Aim of the task: A word-for-word reproduction of the data below is needed, with no pictures in it.

======== Records for the exercise ========

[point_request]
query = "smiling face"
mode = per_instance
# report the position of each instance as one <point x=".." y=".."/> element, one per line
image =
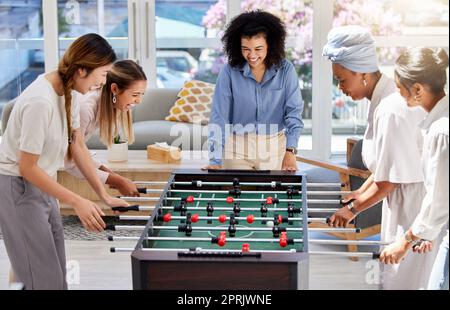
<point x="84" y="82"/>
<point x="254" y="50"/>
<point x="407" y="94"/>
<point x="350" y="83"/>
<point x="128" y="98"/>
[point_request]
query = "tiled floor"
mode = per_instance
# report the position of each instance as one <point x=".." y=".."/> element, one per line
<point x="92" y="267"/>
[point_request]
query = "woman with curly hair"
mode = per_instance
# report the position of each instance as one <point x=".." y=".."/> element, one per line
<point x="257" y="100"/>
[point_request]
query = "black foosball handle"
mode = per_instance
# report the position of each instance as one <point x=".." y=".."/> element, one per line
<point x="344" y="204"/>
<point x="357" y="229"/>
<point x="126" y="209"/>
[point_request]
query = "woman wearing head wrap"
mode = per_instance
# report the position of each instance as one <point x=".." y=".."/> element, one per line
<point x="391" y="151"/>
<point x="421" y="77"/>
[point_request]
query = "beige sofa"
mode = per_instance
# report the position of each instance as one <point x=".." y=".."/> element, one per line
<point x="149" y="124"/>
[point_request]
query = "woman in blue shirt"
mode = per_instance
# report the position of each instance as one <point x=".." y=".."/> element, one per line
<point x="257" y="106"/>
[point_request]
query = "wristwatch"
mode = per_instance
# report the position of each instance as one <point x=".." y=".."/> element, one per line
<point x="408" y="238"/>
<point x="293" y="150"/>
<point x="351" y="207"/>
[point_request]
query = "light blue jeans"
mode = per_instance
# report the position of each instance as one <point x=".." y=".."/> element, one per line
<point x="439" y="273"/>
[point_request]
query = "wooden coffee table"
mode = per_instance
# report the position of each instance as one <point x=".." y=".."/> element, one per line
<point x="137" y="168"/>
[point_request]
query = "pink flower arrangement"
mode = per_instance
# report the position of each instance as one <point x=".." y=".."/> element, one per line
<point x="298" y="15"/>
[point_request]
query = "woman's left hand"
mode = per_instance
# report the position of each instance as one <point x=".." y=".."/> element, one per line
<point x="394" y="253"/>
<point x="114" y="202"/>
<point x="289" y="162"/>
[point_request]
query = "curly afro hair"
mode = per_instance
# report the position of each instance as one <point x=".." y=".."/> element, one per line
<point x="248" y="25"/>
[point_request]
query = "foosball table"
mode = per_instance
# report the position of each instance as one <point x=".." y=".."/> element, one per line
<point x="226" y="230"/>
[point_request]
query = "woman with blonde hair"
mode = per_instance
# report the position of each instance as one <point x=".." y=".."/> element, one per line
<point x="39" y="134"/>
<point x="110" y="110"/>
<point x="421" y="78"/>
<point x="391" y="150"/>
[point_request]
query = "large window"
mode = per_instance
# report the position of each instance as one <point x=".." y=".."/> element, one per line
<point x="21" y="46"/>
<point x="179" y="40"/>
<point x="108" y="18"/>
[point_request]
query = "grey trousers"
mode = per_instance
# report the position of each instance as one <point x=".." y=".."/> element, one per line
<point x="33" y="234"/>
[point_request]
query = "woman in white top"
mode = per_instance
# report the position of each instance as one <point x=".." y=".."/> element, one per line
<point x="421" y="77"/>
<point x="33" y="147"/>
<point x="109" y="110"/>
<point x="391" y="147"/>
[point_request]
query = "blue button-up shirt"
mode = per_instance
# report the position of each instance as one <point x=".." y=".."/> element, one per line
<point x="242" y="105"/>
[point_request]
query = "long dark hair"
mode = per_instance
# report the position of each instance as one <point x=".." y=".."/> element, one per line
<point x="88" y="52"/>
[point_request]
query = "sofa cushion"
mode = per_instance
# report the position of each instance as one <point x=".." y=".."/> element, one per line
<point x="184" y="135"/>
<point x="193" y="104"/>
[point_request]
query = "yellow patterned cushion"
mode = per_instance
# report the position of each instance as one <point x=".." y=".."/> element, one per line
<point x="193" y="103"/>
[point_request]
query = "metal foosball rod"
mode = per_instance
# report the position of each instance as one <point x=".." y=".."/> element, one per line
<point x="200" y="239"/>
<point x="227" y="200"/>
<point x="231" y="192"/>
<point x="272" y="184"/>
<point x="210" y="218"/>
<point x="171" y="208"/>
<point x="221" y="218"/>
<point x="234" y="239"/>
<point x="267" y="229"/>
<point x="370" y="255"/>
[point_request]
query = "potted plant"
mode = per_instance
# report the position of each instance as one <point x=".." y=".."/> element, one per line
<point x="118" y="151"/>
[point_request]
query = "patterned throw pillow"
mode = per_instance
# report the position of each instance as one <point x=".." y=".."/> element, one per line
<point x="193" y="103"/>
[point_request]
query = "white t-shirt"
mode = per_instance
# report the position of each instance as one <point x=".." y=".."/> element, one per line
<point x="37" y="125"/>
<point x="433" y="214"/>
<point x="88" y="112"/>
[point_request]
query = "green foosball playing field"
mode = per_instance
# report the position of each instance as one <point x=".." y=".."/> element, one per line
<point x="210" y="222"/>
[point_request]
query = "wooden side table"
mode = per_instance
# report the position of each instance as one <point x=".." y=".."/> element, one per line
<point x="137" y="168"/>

========

Result below:
[point_request]
query = "smiling face"
mode = per_instance
# report the position of each instance as one <point x=".." y=".."/> element, one per line
image =
<point x="84" y="82"/>
<point x="254" y="50"/>
<point x="407" y="94"/>
<point x="350" y="83"/>
<point x="128" y="98"/>
[point_request]
query = "tiled floor"
mode = per_instance
# report the position of each instance as one <point x=".." y=".."/> element, one per line
<point x="92" y="267"/>
[point_request]
query = "woman with curly hair"
mode = per_instance
# report the position of each instance as one <point x=".." y=".."/> element, one per line
<point x="257" y="100"/>
[point_request]
query = "black foosball handle"
mode = per_instance
# report the position of each instance as one <point x=".." y=".."/> element, one per line
<point x="344" y="204"/>
<point x="357" y="229"/>
<point x="126" y="209"/>
[point_request]
query = "woman wearing head wrap"
mode = per_instance
# report the position of each instance as one <point x=".." y=".."/> element, one per line
<point x="391" y="151"/>
<point x="421" y="77"/>
[point_request]
query = "beige sofa"
mode = per_instance
# report the position of each instance as one <point x=".." y=".."/> element, one per line
<point x="149" y="124"/>
[point_request]
query = "woman in blue shirt"
mode = per_instance
# report the position of each instance as one <point x=".." y=".."/> element, one per line
<point x="257" y="106"/>
[point_request]
query = "wristwatch"
mode = per_instance
# report the position of each instance as one <point x=".." y=".."/> element, one per line
<point x="408" y="238"/>
<point x="293" y="150"/>
<point x="351" y="207"/>
[point_request]
query = "light blue jeans"
mode = per_instance
# report the position of each instance as one <point x=".." y=".."/> element, one per line
<point x="439" y="273"/>
[point_request]
query = "wooden coffee table"
mode = per_instance
# report the position of each instance as one <point x=".." y=".."/> element, one per line
<point x="137" y="168"/>
[point_request]
query = "pink flower arrangement"
mode = per_instance
# report the position of each instance as one <point x=".." y=".."/> element, one per line
<point x="298" y="15"/>
[point_request]
query = "woman's left hand"
mode = per_instance
# report the position of each instance as one <point x=".." y=".."/> element, one per line
<point x="394" y="253"/>
<point x="114" y="202"/>
<point x="289" y="162"/>
[point_request]
query = "curly afro hair"
mode = per_instance
# report the position of each instance as one <point x=".." y=".."/> element, one per line
<point x="248" y="25"/>
[point_request]
query = "foosball table"
mode = per_instance
# report the position of each instance as one <point x=".." y=".."/> element, one per line
<point x="226" y="230"/>
[point_request]
query = "woman with blonde hair"
mode = per_instance
# report the position of each instance as one <point x=".." y=".."/> element, one per line
<point x="39" y="134"/>
<point x="110" y="110"/>
<point x="421" y="78"/>
<point x="391" y="150"/>
[point_request]
query = "large window"
mode = per_instance
# report the position of each instance as one <point x=".." y=".."/> element, one per line
<point x="21" y="46"/>
<point x="179" y="40"/>
<point x="108" y="18"/>
[point_request]
query = "grey trousers"
mode = per_instance
# report the position of each instance as one <point x=".." y=".."/> element, one per line
<point x="33" y="234"/>
[point_request]
query = "woman in white top"
mode = per_instance
# report the position of each instance as one <point x=".." y=".."/> element, one per line
<point x="421" y="77"/>
<point x="33" y="147"/>
<point x="109" y="110"/>
<point x="391" y="147"/>
[point_request]
query = "blue button-up shirt"
mode = per_instance
# report the position of each instance as one <point x=".." y=".."/> element, one per line
<point x="242" y="105"/>
[point_request]
query = "long dark hair"
mode = per_instance
# report the position of each instance as one <point x=".." y=".."/> element, one per line
<point x="88" y="52"/>
[point_request]
query = "sofa cushion"
mode = per_instance
# report the position of each instance as one <point x=".." y=".."/> element, one per line
<point x="184" y="135"/>
<point x="193" y="104"/>
[point_request]
query = "yellow patterned cushion"
mode = per_instance
# report the position of each instance as one <point x=".." y=".."/> element, one per line
<point x="193" y="103"/>
[point_request]
query = "metal foosball rod"
mode = per_instance
# report the position of each instance as one <point x=".." y=".."/> element, one per line
<point x="200" y="239"/>
<point x="227" y="200"/>
<point x="231" y="192"/>
<point x="272" y="184"/>
<point x="210" y="218"/>
<point x="171" y="208"/>
<point x="221" y="218"/>
<point x="234" y="239"/>
<point x="267" y="229"/>
<point x="370" y="255"/>
[point_request]
query = "potted plant"
mode = per_instance
# report the position of each instance as one <point x=".." y=".."/> element, one per line
<point x="118" y="151"/>
[point_request]
query = "patterned throw pillow"
mode = per_instance
# report the position of each instance as one <point x=".." y=".."/> element, one per line
<point x="193" y="103"/>
[point_request]
query = "white t-shirt"
mode = per_instance
# report the position of each instance as one <point x=".." y=".."/> element, one per line
<point x="37" y="125"/>
<point x="433" y="214"/>
<point x="88" y="112"/>
[point_request]
query = "green foosball playing field"
mode = per_instance
# report the position of each instance as one <point x=".." y=".."/> element, one per line
<point x="210" y="222"/>
[point_request]
query = "wooden side table"
mode = per_instance
# report the position of each instance as one <point x=".." y=".."/> element, one per line
<point x="137" y="168"/>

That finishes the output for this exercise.